◆ PAGE:
┏━━
King Arthur, "The Once and Future King"

the son of Uther Pendragon and Lady Igraine. Uther disguised himself as Igraine's husband Gorlois to sleep with her. Arthur wields the legendary sword Excalibur and rules the Britons from the castle of Camelot beside his wife, Queen Guinevere. The stories of Arthur and his Knights of the Round Table are recounted by Geoffrey of Monmouth in Historia Regnum Britanniae, works by Chrétien de Troyes, and Thomas Mallory's Le Morte d'Arthur, among others. The different sources disagree on various details; for instance, some sources state that Arthur received Excalibur from the Lady of the Lake, while in others he pulls the sword from a stone. After the Battle of Camlann, King Arthur gives Excalibur to his marshal, Sir Bedivere, and is taken to the isle of Avalon to die.

Hecuba (or Hekabe)

the wife of King Priam, and therefore the Queen of Troy, during the Trojan War. Her children included Paris—who kidnapped Helen—and Hector, the great Trojan warrior who was slain by Achilles. In Book VI of the Iliad, she leads the Trojan woman in prayer to Zeus on behalf of the Trojan warriors. After the war, Hecuba was grief-stricken upon learning of the death of her youngest daughter Polyxena, and she was given to Odysseus as a slave.

Cerberus

three-headed (or, according to Hesiod's Theogony, 50-headed) dog who guarded the gates to the Underworld. A child of Typhon and Echidna, Cerberus is described as a hellhound with a mane of snakes, the claws of a lion, and the tail of a deadly snake. As Heracles' twelfth and final labor, he had to bring Cerberus back from the Underworld, which he did following an intense wrestling match. Prior to the task, Heracles was instructed in the Eleusinian Mysteries, and freed Theseus from being stuck on a chair in Hades. In Virgil's Aeneid, the Cumaean Sibyl gives Cerberus three drugged honeycakes so that she and Aeneas can enter the Underworld.
┗━━
◆ REQUEST A: In the records below, shift every coordinate in the answers by -103. Give back everything from the line containing "From the image above, could you locate the man's nose" down to the line containing "top-left (45, 0), bottom-right (938, 176)", both included, with the requests, and nothing else; leave out the pictures.

◆ DATASET RECORDS:
┏━━
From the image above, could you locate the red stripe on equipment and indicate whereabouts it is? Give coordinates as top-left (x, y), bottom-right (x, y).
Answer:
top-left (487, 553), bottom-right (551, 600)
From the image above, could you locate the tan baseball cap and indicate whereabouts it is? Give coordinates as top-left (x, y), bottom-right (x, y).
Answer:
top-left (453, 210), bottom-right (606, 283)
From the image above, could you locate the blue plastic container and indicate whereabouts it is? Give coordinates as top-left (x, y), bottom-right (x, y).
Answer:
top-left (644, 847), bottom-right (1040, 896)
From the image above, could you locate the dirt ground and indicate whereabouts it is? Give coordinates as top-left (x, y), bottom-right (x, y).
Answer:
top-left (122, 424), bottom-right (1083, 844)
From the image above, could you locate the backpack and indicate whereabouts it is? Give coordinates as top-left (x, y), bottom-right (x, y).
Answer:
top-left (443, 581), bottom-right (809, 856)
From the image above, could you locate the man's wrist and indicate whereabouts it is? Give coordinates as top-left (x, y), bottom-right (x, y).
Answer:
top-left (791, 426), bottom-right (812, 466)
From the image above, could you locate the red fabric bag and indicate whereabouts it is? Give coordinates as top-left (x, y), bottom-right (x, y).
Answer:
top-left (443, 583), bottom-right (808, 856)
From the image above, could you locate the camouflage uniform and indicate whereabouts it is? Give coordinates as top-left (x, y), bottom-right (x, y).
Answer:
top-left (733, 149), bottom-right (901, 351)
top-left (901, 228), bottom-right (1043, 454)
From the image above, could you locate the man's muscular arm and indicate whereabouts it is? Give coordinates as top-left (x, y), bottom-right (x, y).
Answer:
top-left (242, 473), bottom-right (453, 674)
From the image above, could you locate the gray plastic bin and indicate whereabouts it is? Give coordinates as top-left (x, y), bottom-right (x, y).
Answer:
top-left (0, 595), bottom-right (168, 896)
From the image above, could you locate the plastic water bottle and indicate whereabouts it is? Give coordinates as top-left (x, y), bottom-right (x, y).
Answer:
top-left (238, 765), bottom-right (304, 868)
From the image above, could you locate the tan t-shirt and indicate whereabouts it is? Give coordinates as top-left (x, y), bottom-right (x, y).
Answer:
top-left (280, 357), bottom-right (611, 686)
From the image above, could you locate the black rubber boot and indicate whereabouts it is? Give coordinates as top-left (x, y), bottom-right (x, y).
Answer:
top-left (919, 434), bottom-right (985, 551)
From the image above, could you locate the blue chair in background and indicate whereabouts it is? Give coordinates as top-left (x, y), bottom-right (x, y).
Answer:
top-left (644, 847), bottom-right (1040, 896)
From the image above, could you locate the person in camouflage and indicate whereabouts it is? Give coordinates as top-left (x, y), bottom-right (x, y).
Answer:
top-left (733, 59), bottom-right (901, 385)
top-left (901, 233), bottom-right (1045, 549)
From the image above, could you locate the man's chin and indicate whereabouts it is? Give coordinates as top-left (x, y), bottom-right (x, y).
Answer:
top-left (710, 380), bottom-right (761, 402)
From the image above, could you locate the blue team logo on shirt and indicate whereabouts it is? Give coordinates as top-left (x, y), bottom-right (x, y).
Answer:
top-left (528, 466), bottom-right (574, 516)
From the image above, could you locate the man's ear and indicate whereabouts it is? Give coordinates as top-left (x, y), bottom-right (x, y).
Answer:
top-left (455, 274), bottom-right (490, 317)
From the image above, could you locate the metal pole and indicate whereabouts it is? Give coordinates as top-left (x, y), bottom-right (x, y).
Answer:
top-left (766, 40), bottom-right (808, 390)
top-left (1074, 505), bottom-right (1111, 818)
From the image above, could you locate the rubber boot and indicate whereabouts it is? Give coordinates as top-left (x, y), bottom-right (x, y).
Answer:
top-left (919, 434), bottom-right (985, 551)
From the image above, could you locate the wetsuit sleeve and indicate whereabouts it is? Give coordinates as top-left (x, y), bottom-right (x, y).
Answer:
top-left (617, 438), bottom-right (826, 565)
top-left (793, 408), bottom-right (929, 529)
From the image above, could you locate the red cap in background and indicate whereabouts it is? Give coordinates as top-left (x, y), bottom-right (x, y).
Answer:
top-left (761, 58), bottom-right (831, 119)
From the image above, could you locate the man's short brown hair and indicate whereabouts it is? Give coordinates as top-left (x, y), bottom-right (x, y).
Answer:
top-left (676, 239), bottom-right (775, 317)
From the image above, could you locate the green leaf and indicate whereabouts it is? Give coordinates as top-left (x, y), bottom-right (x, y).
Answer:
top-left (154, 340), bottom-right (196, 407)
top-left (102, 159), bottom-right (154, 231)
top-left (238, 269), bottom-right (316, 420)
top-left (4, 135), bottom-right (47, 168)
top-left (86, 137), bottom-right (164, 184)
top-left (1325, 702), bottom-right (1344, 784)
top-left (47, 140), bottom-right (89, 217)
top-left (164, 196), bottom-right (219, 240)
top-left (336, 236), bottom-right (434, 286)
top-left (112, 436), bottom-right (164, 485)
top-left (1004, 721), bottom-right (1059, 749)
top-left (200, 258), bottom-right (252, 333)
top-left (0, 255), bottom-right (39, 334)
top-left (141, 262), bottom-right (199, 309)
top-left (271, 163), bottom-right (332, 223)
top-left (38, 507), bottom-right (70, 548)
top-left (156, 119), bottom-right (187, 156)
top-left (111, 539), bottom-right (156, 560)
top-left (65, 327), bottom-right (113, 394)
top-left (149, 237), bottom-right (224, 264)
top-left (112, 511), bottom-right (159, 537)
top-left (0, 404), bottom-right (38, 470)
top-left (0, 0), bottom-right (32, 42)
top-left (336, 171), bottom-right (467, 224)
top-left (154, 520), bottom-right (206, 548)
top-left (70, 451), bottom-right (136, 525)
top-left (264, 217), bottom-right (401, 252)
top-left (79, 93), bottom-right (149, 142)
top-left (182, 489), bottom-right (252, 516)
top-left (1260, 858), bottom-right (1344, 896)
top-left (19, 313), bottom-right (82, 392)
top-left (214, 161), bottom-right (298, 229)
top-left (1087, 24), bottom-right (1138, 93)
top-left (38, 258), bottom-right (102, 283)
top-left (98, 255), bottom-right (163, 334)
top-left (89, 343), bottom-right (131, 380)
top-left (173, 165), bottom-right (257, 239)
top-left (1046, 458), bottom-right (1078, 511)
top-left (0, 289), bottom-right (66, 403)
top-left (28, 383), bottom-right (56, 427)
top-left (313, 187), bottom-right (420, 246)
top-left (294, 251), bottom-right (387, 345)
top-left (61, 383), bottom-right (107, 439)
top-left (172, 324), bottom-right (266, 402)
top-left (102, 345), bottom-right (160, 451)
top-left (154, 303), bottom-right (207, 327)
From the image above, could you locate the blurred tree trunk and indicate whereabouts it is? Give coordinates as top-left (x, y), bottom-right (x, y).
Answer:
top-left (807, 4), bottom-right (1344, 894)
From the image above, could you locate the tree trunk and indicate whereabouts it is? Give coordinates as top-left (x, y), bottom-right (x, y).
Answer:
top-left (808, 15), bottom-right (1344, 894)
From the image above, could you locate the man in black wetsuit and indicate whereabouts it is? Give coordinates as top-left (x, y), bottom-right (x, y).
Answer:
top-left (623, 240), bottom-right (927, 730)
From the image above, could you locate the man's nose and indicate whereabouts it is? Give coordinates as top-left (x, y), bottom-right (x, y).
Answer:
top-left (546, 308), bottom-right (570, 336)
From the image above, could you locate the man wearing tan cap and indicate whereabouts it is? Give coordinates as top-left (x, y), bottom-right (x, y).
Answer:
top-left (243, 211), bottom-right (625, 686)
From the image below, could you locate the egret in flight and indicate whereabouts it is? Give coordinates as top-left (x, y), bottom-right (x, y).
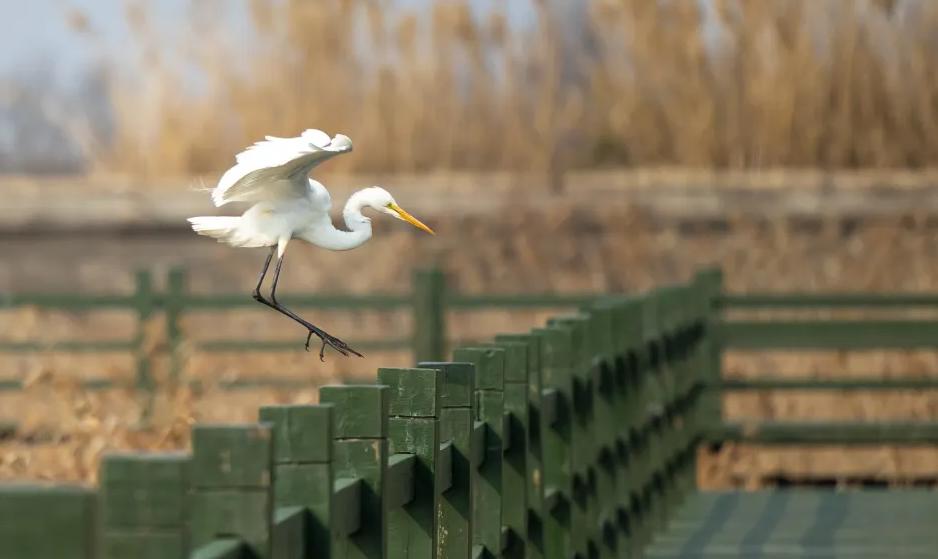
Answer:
top-left (189, 130), bottom-right (433, 360)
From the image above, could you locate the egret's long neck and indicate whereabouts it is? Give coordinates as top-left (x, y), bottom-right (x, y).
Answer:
top-left (299, 190), bottom-right (371, 250)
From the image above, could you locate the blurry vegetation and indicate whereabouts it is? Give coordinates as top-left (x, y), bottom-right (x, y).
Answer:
top-left (45, 0), bottom-right (938, 176)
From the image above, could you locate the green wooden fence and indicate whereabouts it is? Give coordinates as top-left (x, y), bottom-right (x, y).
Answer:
top-left (0, 272), bottom-right (708, 559)
top-left (0, 268), bottom-right (596, 390)
top-left (0, 271), bottom-right (938, 559)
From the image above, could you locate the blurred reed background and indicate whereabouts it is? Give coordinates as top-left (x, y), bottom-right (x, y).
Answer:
top-left (11, 0), bottom-right (938, 177)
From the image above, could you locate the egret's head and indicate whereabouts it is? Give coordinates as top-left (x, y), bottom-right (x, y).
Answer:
top-left (366, 186), bottom-right (436, 235)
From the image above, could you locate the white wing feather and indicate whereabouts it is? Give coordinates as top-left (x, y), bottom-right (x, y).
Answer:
top-left (212, 129), bottom-right (352, 206)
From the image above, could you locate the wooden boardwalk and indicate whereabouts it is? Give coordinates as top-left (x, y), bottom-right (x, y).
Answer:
top-left (646, 489), bottom-right (938, 559)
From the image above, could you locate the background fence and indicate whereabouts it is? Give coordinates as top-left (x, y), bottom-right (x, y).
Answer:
top-left (0, 271), bottom-right (938, 559)
top-left (0, 272), bottom-right (709, 559)
top-left (0, 268), bottom-right (597, 390)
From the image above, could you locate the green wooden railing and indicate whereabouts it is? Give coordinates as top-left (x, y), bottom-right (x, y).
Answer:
┗━━
◆ REQUEST B: Write out the entire passage on King Arthur, Hecuba, and Cerberus, word for word.

◆ PROBLEM SOLUTION A:
From the image above, could you locate the man's nose and indicate whereabouts it is? Give coordinates as top-left (x, y), bottom-right (x, y).
Answer:
top-left (443, 205), bottom-right (467, 233)
From the image above, could you locate the man wearing tan cap and indicate whereabouts it is? Give coordinates as top-left (x, y), bottom-right (x, y).
Answer:
top-left (140, 108), bottom-right (522, 583)
From the image below, could you locate the egret in flight and indicate whereabouts it is? Give coordinates as top-left (x, y), bottom-right (x, y).
Answer:
top-left (86, 27), bottom-right (330, 257)
From the image above, could you locate the egret's long neck and indicate whereabouts it is? Give coordinates as top-left (x, y), bottom-right (x, y).
Answer:
top-left (196, 87), bottom-right (268, 147)
From the image above, could you locate the blurry vegetation and indicate whereabouts it is? Give coordinates as top-left (x, y), bottom-right (x, y).
Answer:
top-left (-58, -103), bottom-right (835, 73)

◆ PROBLEM SOLUTION B:
King Arthur, "The Once and Future King"

the son of Uther Pendragon and Lady Igraine. Uther disguised himself as Igraine's husband Gorlois to sleep with her. Arthur wields the legendary sword Excalibur and rules the Britons from the castle of Camelot beside his wife, Queen Guinevere. The stories of Arthur and his Knights of the Round Table are recounted by Geoffrey of Monmouth in Historia Regnum Britanniae, works by Chrétien de Troyes, and Thomas Mallory's Le Morte d'Arthur, among others. The different sources disagree on various details; for instance, some sources state that Arthur received Excalibur from the Lady of the Lake, while in others he pulls the sword from a stone. After the Battle of Camlann, King Arthur gives Excalibur to his marshal, Sir Bedivere, and is taken to the isle of Avalon to die.

Hecuba (or Hekabe)

the wife of King Priam, and therefore the Queen of Troy, during the Trojan War. Her children included Paris—who kidnapped Helen—and Hector, the great Trojan warrior who was slain by Achilles. In Book VI of the Iliad, she leads the Trojan woman in prayer to Zeus on behalf of the Trojan warriors. After the war, Hecuba was grief-stricken upon learning of the death of her youngest daughter Polyxena, and she was given to Odysseus as a slave.

Cerberus

three-headed (or, according to Hesiod's Theogony, 50-headed) dog who guarded the gates to the Underworld. A child of Typhon and Echidna, Cerberus is described as a hellhound with a mane of snakes, the claws of a lion, and the tail of a deadly snake. As Heracles' twelfth and final labor, he had to bring Cerberus back from the Underworld, which he did following an intense wrestling match. Prior to the task, Heracles was instructed in the Eleusinian Mysteries, and freed Theseus from being stuck on a chair in Hades. In Virgil's Aeneid, the Cumaean Sibyl gives Cerberus three drugged honeycakes so that she and Aeneas can enter the Underworld.